▶ _TASK DETAILS_
Count the lines in the entries below that contain the string "foliage". Reply with the number alone.

▼

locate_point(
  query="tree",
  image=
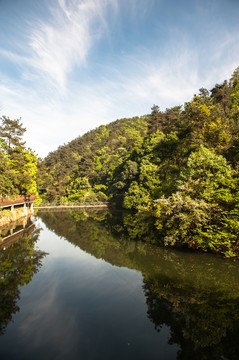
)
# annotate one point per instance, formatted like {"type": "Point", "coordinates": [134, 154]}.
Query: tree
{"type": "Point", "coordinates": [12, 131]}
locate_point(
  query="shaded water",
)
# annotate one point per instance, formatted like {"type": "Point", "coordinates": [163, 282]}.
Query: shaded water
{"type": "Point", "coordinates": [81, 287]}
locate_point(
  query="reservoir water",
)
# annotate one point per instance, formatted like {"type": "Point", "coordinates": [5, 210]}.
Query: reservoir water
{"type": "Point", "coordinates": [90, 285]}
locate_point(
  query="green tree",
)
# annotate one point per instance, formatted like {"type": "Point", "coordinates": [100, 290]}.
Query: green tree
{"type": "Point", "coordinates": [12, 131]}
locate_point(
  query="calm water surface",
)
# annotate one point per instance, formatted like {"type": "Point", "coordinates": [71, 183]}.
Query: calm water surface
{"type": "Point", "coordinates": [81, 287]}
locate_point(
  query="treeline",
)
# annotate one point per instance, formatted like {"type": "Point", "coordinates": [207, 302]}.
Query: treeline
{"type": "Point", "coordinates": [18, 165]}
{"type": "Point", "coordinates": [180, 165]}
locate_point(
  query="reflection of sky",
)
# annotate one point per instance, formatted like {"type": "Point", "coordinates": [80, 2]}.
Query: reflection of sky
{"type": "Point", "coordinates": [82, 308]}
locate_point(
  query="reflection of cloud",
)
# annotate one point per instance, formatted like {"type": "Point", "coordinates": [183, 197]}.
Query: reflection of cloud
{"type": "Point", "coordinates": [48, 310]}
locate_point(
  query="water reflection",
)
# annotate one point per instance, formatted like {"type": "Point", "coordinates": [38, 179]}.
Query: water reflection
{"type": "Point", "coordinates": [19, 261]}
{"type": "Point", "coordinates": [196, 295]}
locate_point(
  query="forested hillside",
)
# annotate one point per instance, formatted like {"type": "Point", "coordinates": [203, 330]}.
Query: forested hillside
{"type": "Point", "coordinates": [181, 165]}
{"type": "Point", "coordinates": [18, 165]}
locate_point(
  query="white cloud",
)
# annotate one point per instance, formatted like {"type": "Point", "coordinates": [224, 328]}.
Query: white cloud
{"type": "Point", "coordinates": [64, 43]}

▲
▼

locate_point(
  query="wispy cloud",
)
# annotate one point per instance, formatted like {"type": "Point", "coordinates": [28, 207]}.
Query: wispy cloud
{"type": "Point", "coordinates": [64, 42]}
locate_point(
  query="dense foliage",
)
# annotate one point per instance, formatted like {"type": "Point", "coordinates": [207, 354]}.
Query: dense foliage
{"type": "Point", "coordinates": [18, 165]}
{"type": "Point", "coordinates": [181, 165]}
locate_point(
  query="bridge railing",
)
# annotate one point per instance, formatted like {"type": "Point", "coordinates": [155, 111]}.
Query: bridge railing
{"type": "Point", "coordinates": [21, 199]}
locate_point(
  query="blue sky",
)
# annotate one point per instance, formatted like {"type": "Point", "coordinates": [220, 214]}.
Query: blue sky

▲

▶ _TASK RESULT_
2